=== Document text ===

Please call if you have any other questions
Why Do I Need An Inspection?
The purchase of a home is one of the largest single investments you will ever make. You should know exactly what to expect --- both
indoors and out -- in terms of needed and future repairs and maintenance. A fresh coat of paint could be hiding serious structural
problems. Stains on the ceiling may indicate a chronic roof leakage problem or may be simply the result of a single incident. The
inspector interprets these and other clues, then presents a professional opinion as to the condition of the property so you can avoid
unpleasant surprises afterward. Of course, a Beacon inspection will also point out the positive aspects of a building, as well as the type
of maintenance needed to keep it in good shape. After the inspection, you will have a much clearer understanding of the property you are
about to purchase, and be able to make your decision confidently.
As a seller, if you have owned your building for a period of time, an inspection can identify potential problems in the sale of your building
and can recommend preventive measures which might avoid future expensive repairs or new buyers demands.
What Is A Home Inspection?
A home inspection is a visual examination of the structure and systems of a building. If you are thinking of buying a home,
condominium, or townhouse, for your protection (peace of mind as well as financial) you should have it thoroughly inspected before the
final purchase by an experienced and impartial professional inspector.
What does it cost and how long does it take?

===

*Your tasks*.
1. Rewrite everything from "What Is A Home" down to "does it take?" in the home inspection text, switching "professional inspector" to "certified inspector".
2. Carry on the home inspection text from its last line.

=== Given records ===

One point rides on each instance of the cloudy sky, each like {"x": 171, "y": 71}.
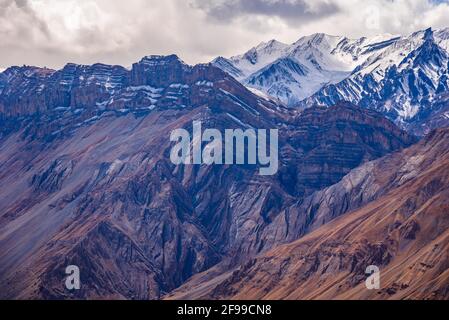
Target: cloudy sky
{"x": 53, "y": 32}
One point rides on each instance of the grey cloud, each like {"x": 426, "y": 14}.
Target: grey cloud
{"x": 292, "y": 11}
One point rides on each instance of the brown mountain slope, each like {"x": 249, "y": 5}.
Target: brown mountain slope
{"x": 404, "y": 232}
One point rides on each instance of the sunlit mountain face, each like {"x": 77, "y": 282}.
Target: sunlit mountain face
{"x": 400, "y": 76}
{"x": 362, "y": 150}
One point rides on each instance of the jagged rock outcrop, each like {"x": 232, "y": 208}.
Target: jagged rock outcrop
{"x": 404, "y": 231}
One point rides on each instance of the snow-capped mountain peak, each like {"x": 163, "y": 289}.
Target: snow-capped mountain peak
{"x": 398, "y": 75}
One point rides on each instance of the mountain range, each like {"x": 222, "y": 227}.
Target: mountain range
{"x": 399, "y": 76}
{"x": 88, "y": 181}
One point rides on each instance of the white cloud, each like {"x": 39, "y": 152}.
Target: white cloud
{"x": 53, "y": 32}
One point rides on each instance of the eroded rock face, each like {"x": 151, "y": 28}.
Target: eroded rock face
{"x": 91, "y": 183}
{"x": 401, "y": 226}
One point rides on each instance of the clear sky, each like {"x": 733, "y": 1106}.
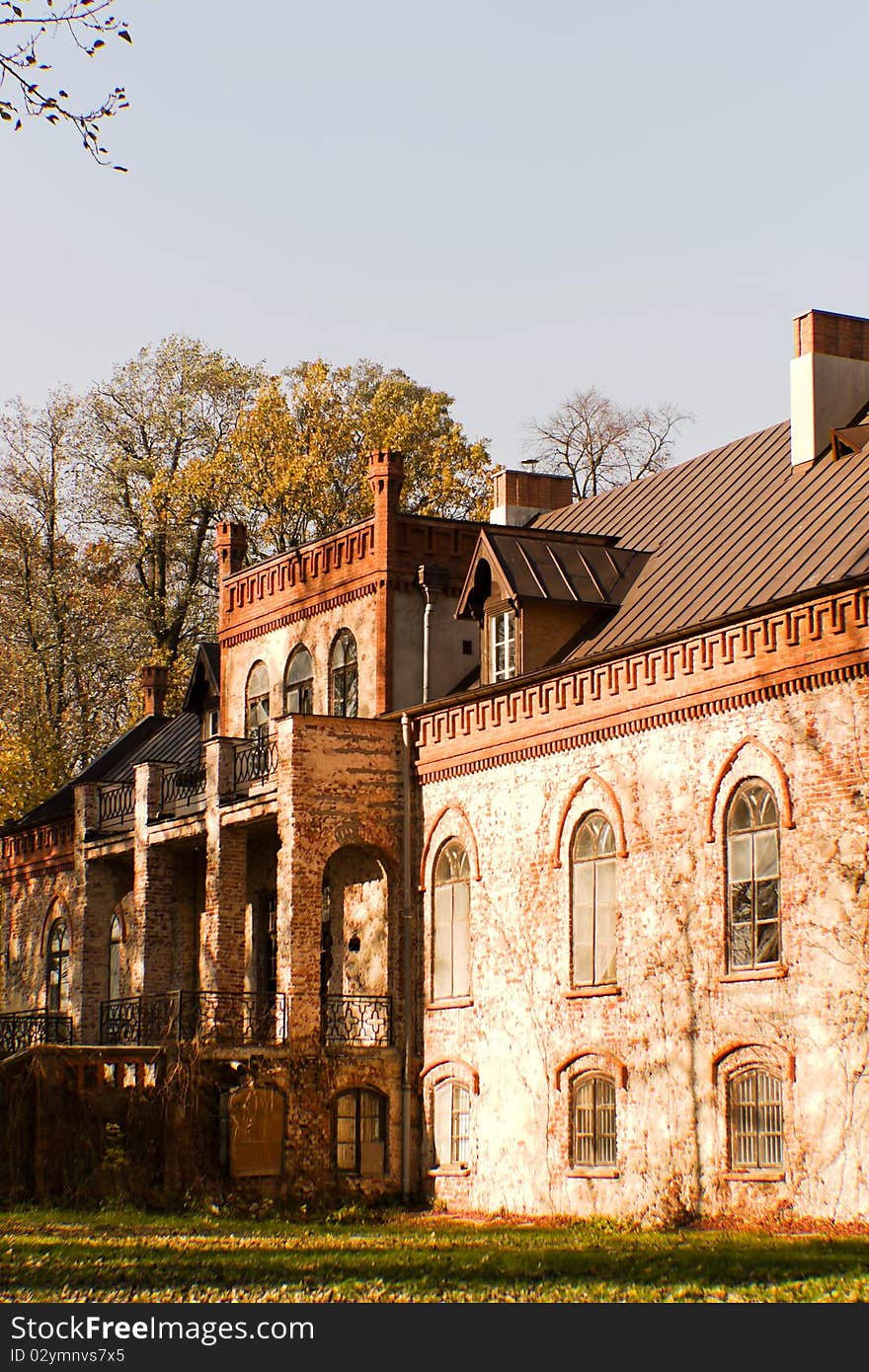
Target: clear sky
{"x": 509, "y": 200}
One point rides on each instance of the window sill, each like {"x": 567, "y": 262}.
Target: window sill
{"x": 753, "y": 1175}
{"x": 773, "y": 973}
{"x": 604, "y": 1174}
{"x": 587, "y": 992}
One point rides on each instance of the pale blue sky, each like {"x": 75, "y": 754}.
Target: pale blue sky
{"x": 507, "y": 200}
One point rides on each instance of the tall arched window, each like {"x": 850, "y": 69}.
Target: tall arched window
{"x": 592, "y": 1122}
{"x": 755, "y": 1119}
{"x": 58, "y": 967}
{"x": 116, "y": 945}
{"x": 344, "y": 675}
{"x": 257, "y": 701}
{"x": 452, "y": 906}
{"x": 753, "y": 932}
{"x": 299, "y": 683}
{"x": 359, "y": 1132}
{"x": 593, "y": 901}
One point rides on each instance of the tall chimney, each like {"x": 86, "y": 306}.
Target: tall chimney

===

*Responses by task*.
1.
What Is A Home Inspection?
A home inspection is a visual examination of the structure and systems of a building. If you are thinking of buying a home,
condominium, or townhouse, for your protection (peace of mind as well as financial) you should have it thoroughly inspected before the
final purchase by an experienced and impartial certified inspector.
What does it cost and how long does it take?

2.
Although there is a base price the exact price is determined after a few questions are answered concerning things like type of home,
square footage, age of the home, and if there are any known existing problems that may require extra time inspecting. A typical
inspection on an average size residential home may take two to four hours.
What type of things do you inspect?
A complete inspection includes a visual examination of the building from top to bottom. I evaluate and report on the condition of the
structure, roof, foundation, drainage, plumbing, heating system, central air-conditioning system, electrcal system, visible insulation,
walls, windows, and doors, to name just a few. Only those items that are visible and accessible by normal means are included.
Do you inspect Mold and Radon?
I do not do a separate inspection for mold. If, after the regular inspection, there are suspicions or concerns, we would discuss the option
of specialized testing at that point. I do perform Radon tests.
*Mold - There are many things that can indicate the probability of mold. The observation of anything that appears to be some tyupe of
bio-growth would be duly noted in your report. I do not do lab testing or sample testing.
*Radon - Radon is an oderless, colorless, and tasteless gas and that cannot be detected without specialized test devices. An
evaluation can be done by you, or the homeowner, with EPA approved Radon Test Kits that are available from the Clark County
Extension Division if you are not in a hurry for results. If you would prefer, or need the test results quickly, I can help you with that as
*Two standard methods exist for testing a home for the presence of radon gas. Short-term testing methods are designed to provide a
quick radon value. Short-term tests can be as short as 48 hours and as long as 90 days. Long-term testing methods are designed to
provide an annual average of radon gas. Long-term tests run for a minimum of 90 days, and usually for 6 to 12 months.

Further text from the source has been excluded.